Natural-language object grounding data
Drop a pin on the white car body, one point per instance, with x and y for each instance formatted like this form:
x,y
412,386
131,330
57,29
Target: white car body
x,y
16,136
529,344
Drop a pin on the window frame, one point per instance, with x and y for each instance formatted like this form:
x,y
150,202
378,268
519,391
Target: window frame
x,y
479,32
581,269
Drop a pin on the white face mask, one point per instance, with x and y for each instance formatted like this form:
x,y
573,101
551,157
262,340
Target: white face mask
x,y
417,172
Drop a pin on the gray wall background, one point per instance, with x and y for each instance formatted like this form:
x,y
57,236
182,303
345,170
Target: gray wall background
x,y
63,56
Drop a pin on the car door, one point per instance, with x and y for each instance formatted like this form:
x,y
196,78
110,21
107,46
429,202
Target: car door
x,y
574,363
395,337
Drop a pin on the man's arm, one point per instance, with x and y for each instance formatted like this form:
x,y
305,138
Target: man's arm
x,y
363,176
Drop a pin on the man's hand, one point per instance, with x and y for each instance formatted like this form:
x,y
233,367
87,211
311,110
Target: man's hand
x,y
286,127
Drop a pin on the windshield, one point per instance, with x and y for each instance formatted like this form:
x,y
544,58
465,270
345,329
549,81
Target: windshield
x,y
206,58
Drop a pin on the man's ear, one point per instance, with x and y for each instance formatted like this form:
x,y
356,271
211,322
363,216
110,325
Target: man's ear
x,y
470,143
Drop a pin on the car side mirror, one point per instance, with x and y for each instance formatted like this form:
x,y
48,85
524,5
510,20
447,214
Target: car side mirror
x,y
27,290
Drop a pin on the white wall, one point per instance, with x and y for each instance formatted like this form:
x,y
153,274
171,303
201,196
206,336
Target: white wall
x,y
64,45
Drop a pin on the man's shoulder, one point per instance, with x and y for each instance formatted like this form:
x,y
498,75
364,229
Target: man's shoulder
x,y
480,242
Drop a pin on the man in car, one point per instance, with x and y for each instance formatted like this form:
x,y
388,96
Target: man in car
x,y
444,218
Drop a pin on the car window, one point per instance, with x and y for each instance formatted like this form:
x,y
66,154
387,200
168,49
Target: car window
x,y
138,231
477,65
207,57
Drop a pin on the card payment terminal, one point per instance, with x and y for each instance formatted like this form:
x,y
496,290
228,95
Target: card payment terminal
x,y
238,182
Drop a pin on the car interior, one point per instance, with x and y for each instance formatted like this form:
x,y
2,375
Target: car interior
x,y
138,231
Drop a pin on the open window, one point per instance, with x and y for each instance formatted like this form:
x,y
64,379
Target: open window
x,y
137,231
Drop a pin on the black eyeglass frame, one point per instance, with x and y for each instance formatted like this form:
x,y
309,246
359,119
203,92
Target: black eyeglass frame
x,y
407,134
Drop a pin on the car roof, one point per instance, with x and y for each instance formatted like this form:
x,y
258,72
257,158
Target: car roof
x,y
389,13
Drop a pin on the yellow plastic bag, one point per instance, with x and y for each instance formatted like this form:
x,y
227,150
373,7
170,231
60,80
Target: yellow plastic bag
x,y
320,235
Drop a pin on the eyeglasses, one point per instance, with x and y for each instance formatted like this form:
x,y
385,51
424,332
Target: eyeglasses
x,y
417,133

* * *

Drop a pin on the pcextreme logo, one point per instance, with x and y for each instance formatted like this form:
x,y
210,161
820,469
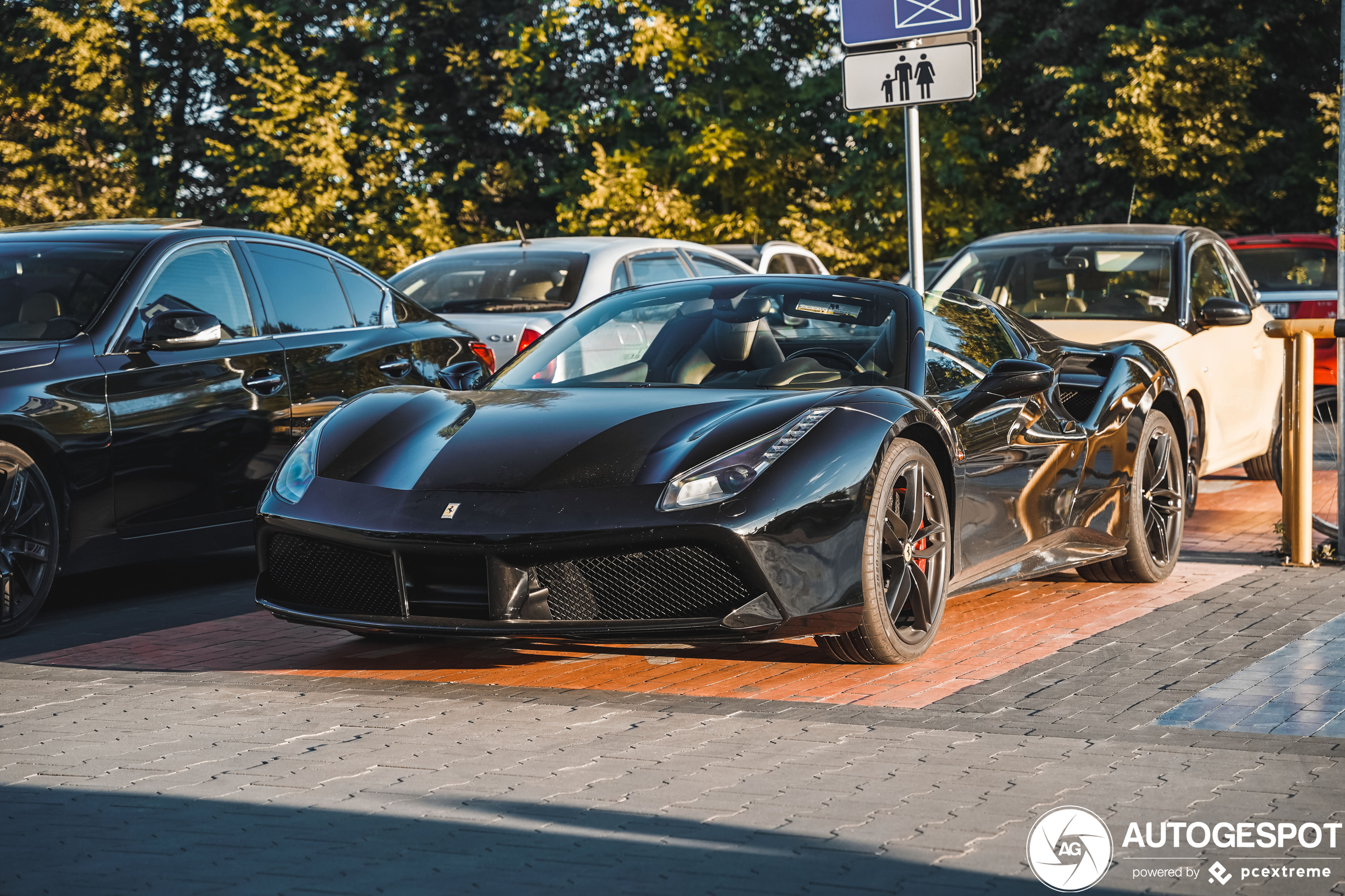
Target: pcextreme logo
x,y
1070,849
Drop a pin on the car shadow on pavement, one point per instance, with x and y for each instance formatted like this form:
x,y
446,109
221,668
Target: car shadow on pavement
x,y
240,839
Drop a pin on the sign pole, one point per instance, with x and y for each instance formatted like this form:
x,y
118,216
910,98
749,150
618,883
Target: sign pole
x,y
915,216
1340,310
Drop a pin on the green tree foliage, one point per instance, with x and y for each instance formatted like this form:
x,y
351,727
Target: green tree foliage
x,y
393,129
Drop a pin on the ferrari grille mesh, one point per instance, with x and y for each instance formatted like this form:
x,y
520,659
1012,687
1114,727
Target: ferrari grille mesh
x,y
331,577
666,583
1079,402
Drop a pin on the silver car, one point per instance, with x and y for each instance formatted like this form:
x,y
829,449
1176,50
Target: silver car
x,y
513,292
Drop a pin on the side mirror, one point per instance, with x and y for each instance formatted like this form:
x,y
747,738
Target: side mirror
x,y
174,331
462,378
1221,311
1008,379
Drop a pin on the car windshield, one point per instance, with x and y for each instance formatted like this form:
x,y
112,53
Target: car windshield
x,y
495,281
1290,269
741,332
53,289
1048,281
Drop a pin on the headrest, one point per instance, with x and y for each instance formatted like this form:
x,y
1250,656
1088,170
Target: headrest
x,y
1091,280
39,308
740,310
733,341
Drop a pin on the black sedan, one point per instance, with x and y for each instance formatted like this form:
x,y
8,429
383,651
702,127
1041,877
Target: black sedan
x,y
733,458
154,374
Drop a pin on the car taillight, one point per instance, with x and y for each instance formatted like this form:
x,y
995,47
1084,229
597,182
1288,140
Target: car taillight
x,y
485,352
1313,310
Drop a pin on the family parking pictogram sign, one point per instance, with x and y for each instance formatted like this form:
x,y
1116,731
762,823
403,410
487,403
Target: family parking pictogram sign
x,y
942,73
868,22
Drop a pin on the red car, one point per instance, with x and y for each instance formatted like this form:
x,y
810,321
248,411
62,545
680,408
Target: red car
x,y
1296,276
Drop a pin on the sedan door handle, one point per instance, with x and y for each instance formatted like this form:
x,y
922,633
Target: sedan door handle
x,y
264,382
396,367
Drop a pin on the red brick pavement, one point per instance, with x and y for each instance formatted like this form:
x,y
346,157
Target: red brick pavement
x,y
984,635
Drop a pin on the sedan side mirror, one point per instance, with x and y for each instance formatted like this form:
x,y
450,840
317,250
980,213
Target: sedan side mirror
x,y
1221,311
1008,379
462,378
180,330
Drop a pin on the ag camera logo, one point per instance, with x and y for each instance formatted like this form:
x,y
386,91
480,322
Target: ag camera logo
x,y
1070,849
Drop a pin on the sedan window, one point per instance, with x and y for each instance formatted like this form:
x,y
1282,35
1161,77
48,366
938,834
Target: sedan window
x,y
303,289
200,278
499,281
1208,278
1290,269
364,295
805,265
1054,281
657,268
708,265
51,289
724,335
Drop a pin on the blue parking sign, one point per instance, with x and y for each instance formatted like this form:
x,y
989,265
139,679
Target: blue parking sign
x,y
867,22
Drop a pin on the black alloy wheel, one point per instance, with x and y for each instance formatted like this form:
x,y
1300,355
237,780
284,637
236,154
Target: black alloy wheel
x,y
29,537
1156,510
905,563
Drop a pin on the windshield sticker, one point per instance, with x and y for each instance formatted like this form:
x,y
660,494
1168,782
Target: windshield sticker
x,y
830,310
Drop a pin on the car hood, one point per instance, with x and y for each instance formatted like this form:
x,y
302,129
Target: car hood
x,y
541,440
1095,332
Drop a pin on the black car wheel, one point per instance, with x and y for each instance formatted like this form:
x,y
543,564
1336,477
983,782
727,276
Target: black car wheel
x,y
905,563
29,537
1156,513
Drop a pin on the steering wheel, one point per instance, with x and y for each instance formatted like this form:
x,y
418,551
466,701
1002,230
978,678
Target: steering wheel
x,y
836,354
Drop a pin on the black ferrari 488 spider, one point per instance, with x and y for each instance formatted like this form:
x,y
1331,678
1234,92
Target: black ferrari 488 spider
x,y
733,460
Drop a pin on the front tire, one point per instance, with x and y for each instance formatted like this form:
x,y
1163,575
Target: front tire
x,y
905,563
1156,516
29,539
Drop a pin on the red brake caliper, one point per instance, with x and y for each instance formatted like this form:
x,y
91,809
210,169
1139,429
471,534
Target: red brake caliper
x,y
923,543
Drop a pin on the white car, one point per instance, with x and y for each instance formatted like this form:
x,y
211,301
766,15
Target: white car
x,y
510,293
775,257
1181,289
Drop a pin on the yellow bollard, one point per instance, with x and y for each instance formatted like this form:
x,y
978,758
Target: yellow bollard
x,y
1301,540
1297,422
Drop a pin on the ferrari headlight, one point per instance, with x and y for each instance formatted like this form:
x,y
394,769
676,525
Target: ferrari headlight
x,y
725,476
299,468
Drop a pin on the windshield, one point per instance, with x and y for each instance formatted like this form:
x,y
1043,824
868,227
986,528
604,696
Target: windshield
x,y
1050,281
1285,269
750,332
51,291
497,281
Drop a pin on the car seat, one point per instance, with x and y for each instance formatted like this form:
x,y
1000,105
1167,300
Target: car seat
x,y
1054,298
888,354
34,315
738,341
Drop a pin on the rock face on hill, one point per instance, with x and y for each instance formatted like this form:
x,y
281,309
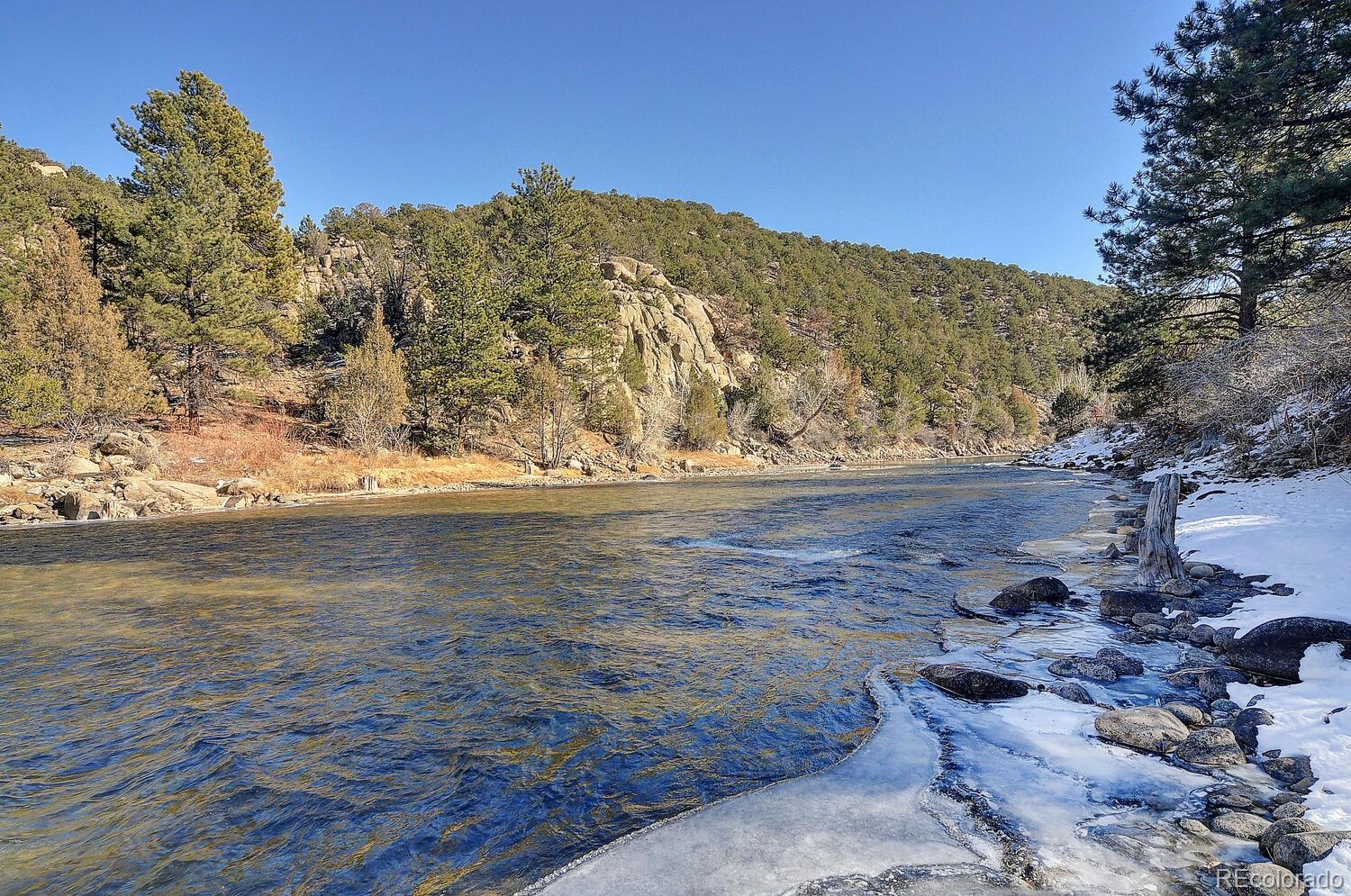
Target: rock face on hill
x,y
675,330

* * *

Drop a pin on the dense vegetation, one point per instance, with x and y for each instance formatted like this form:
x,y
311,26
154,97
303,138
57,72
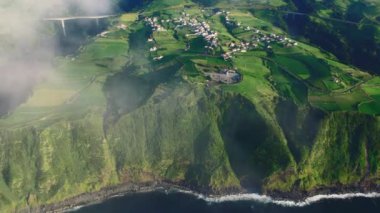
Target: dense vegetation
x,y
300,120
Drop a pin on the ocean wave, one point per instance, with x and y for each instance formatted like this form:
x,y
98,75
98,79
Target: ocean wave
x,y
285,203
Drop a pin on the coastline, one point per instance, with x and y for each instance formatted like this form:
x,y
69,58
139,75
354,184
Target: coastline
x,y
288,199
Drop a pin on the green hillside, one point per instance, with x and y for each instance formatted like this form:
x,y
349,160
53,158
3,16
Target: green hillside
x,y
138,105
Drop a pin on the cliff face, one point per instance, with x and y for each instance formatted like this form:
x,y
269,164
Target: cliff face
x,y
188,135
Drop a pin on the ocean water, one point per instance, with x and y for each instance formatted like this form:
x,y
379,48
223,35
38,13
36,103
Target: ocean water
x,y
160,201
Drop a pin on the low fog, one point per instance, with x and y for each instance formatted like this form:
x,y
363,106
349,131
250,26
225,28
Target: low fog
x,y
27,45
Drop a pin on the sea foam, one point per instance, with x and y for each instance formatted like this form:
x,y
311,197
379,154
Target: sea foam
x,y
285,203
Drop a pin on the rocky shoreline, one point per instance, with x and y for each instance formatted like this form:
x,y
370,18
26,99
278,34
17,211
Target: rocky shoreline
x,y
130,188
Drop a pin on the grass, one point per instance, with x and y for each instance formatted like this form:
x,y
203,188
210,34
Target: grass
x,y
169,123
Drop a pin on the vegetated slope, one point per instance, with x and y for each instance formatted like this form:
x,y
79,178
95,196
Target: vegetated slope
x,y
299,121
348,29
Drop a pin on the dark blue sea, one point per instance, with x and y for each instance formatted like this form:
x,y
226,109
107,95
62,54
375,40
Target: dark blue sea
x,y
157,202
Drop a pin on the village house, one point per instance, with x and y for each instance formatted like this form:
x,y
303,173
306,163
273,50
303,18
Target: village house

◆ **TASK GOAL**:
In the records above, find the line with "Target: green hillside"; write out exactly that line and each one after it, stopping after the line with "Target: village house".

◆ **ANSWER BOX**:
Target: green hillside
x,y
138,105
Drop a pin on the cliff face, one point per instance, with x and y for each instance formatted like this form:
x,y
269,164
Target: cliff face
x,y
188,135
Drop a pin on the ocean water, one point per instance, with x and y for each instance formatted like this form:
x,y
379,48
223,35
38,13
36,103
Target: ocean water
x,y
160,201
Drop a pin on the low fog, one point per instance, with x and y for each instance formatted like this form:
x,y
363,106
349,131
250,26
225,28
Target: low fog
x,y
27,45
Drop a pin on the sea foam, one point per instance, with x and y for each instance formatted like this form:
x,y
311,197
379,154
Target: sea foam
x,y
285,203
Drop a pin on the rocky shoreline, one point per instance, with x and y for each instance formatted like this form:
x,y
370,18
26,99
278,34
17,211
Target: rocky shoreline
x,y
130,188
Drop a pin on the grass, one point per instance, with x and y for each instance formatted like this form:
x,y
203,188
210,34
Target: grass
x,y
169,123
Drop a pin on the vegetated slope, one point per instance, with x and y for each instance formatted like this form:
x,y
79,178
95,196
Target: vegetated slope
x,y
299,121
348,29
Drop a pin on the dark blue sea, one point per instance, with x and y for each instance formatted like this form:
x,y
226,109
107,95
62,54
375,40
Target: dark blue sea
x,y
157,202
Drop a pin on the village house, one point per instance, with x and y for each instance formatted like this form:
x,y
303,173
306,163
273,50
303,18
Target: village house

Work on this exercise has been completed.